[[ EXTRACTED INFORMATION open ]]

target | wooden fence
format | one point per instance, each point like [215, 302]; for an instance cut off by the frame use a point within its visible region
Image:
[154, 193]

[[ EXTRACTED INFORMATION closed ]]
[[ EXTRACTED INFORMATION open ]]

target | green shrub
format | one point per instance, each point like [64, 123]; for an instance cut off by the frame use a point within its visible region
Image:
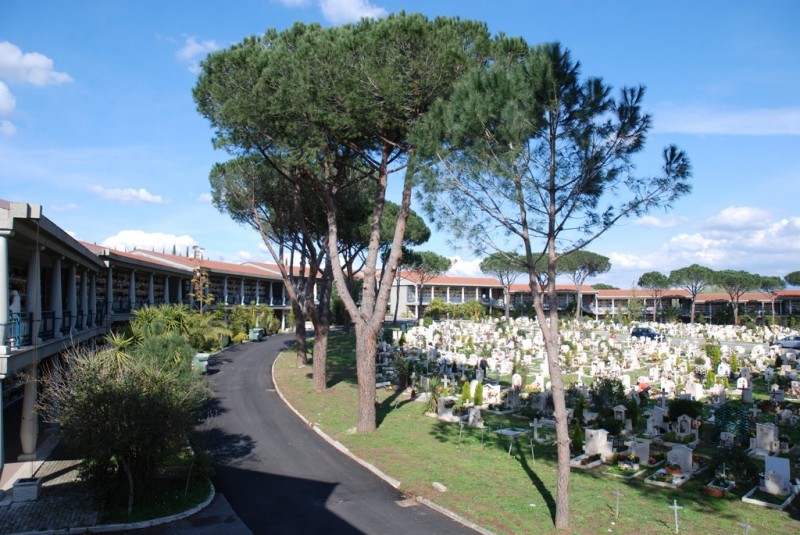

[[ EXTRACTED INFORMATION closed ]]
[[ EXTRACTED INFORMATION open ]]

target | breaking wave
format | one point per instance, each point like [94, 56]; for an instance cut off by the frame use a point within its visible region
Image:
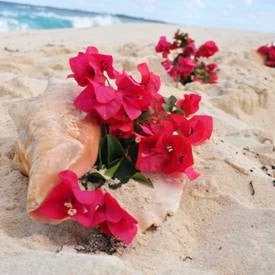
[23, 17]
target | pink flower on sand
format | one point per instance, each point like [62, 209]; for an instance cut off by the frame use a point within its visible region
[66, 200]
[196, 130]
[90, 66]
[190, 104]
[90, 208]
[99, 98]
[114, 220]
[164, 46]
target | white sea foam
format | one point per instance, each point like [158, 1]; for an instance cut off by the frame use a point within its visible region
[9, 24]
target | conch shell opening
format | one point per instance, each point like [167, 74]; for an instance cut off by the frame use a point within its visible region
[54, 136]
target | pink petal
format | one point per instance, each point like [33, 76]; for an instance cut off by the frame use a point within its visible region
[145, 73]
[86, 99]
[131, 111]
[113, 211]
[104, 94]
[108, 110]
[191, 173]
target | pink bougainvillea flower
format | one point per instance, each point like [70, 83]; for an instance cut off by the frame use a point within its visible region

[[ EXTRACTED INFORMATION closed ]]

TASK PROMPT
Taking the entries above, extract every line from the one bearing "format | one point per instance, each point like [94, 56];" through the one bearing "target | pink flower on sand", exactly, with no pictures.

OUTPUT FOR THIS EXERCISE
format | one point per instance, each point like [94, 56]; for an instance cut off by the frame use a point within its visible region
Image:
[23, 17]
target | pink flower on sand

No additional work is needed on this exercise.